EXERCISE BRIEF → Give the rows below as a two-column CSV with a header line naming the columns text and answer. Each row becomes one CSV line with its text and its answer, each in a single quoted field, and any line breaks replaced by spaces.

PROVIDED DATA →
-=-=-
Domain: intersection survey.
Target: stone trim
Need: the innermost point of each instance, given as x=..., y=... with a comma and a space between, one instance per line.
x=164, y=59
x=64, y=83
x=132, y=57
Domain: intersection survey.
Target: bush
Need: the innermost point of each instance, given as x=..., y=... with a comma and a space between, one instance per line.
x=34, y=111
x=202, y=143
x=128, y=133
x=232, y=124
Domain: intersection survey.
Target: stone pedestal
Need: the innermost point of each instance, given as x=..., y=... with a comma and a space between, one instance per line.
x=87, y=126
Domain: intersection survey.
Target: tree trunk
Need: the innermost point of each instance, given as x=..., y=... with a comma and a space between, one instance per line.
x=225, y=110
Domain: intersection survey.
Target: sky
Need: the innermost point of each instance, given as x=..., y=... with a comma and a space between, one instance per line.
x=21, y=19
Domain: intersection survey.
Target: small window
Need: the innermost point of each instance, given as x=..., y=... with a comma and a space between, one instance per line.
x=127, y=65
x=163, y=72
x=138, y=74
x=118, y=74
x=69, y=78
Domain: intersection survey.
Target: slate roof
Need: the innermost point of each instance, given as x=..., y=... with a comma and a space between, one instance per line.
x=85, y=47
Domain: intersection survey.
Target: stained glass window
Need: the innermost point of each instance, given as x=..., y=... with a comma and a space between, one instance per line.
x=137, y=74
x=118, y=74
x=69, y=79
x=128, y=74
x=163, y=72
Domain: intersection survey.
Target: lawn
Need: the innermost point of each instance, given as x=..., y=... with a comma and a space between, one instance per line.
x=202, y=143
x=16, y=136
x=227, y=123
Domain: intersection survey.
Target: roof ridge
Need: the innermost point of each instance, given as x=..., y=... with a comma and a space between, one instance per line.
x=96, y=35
-=-=-
RESULT FOR THIS TASK →
text,answer
"Domain: intersection survey. Target: stone trim Need: the innermost point of each instance, given as x=..., y=... with a comma and a space between, one instance per line.","x=164, y=59 x=64, y=83 x=132, y=57"
"Domain: intersection survey. Target: bush Need: the innermost point of each instance, given as x=..., y=... with a comma and a space between, one instance per line.","x=34, y=111 x=202, y=143 x=128, y=133 x=232, y=124"
"Domain: intersection survey. Target: stone pedestal Need: the innermost point of each instance, given as x=..., y=... with a comma and a space between, one instance per line.","x=87, y=126"
"Domain: intersection survey. Target: tree trunk Need: the innermost point of each instance, given as x=..., y=... with a comma and a space between, one instance per line.","x=225, y=110"
"Domain: intersection survey. Target: sky Need: the innermost point of each instance, given as x=..., y=... with a comma and a space between, one instance per line.","x=21, y=19"
"Domain: intersection survey. Target: small window Need: the innermost point of each instance, given as x=..., y=... with a comma and a space between, one instance per line.","x=127, y=65 x=163, y=72 x=138, y=74 x=118, y=74 x=69, y=78"
"Domain: intersection survey. Target: slate roof Need: the innermost point of each instance, given as x=..., y=... with a comma and a space between, one instance per line.","x=85, y=47"
"Domain: intersection survey. Target: stained glass window Need: the innermost point of each instance, given as x=..., y=... with a comma and a space between, one instance per line.","x=137, y=74 x=118, y=74 x=69, y=79 x=128, y=74 x=163, y=72"
"Domain: intersection survey. Target: lawn Need: the innermost point of each instance, given as x=..., y=... with a comma and a space between, one instance per line.","x=202, y=143 x=16, y=136 x=227, y=123"
"Domain: intersection survey. Target: roof ridge Need: the innermost point of each instance, given as x=..., y=... with a comma and a space between, one instance per line.","x=96, y=35"